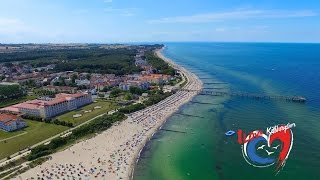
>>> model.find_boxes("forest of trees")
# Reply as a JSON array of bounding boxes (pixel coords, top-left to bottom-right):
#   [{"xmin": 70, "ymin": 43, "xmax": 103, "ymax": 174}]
[
  {"xmin": 0, "ymin": 85, "xmax": 24, "ymax": 100},
  {"xmin": 145, "ymin": 51, "xmax": 175, "ymax": 76}
]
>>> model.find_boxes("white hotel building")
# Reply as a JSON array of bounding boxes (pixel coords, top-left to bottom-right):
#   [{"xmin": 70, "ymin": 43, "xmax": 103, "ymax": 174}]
[{"xmin": 1, "ymin": 93, "xmax": 92, "ymax": 119}]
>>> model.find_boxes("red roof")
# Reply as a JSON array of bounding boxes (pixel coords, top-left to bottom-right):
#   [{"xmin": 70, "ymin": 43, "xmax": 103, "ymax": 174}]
[{"xmin": 0, "ymin": 114, "xmax": 19, "ymax": 124}]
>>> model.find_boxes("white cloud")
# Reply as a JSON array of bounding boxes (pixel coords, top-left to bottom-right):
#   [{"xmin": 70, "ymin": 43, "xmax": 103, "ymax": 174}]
[
  {"xmin": 104, "ymin": 8, "xmax": 138, "ymax": 16},
  {"xmin": 215, "ymin": 28, "xmax": 226, "ymax": 32},
  {"xmin": 148, "ymin": 10, "xmax": 317, "ymax": 24},
  {"xmin": 0, "ymin": 18, "xmax": 31, "ymax": 34}
]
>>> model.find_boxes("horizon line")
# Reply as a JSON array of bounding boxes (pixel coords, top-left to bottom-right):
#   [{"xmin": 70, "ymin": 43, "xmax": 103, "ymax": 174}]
[{"xmin": 0, "ymin": 41, "xmax": 320, "ymax": 45}]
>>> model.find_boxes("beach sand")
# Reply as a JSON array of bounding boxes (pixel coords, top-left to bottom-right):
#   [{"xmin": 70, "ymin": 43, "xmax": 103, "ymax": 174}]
[{"xmin": 16, "ymin": 50, "xmax": 202, "ymax": 179}]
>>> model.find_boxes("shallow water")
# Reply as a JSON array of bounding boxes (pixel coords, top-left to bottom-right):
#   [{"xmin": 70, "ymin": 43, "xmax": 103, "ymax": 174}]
[{"xmin": 134, "ymin": 43, "xmax": 320, "ymax": 180}]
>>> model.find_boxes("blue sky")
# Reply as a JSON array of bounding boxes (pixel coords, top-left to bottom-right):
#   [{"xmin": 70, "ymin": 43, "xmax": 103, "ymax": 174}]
[{"xmin": 0, "ymin": 0, "xmax": 320, "ymax": 43}]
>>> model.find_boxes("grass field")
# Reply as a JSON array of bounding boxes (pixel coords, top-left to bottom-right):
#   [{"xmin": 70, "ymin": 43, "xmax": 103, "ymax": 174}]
[
  {"xmin": 0, "ymin": 120, "xmax": 68, "ymax": 159},
  {"xmin": 57, "ymin": 100, "xmax": 116, "ymax": 126},
  {"xmin": 0, "ymin": 95, "xmax": 37, "ymax": 108}
]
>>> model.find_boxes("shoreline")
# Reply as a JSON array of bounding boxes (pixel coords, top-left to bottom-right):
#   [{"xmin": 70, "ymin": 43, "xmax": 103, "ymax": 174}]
[{"xmin": 16, "ymin": 48, "xmax": 202, "ymax": 179}]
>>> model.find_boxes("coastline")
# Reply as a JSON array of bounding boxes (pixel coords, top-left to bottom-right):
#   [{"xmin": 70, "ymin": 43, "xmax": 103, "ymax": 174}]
[{"xmin": 16, "ymin": 49, "xmax": 202, "ymax": 179}]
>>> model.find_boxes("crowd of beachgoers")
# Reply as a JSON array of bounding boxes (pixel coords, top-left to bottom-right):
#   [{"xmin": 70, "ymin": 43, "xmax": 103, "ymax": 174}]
[{"xmin": 16, "ymin": 48, "xmax": 202, "ymax": 179}]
—————
Find each line in the data above that contains the word "white", and copy those lines.

#### Complete response:
>>> model.find_boxes("white hotel building")
>>> model.find_boxes("white cloud")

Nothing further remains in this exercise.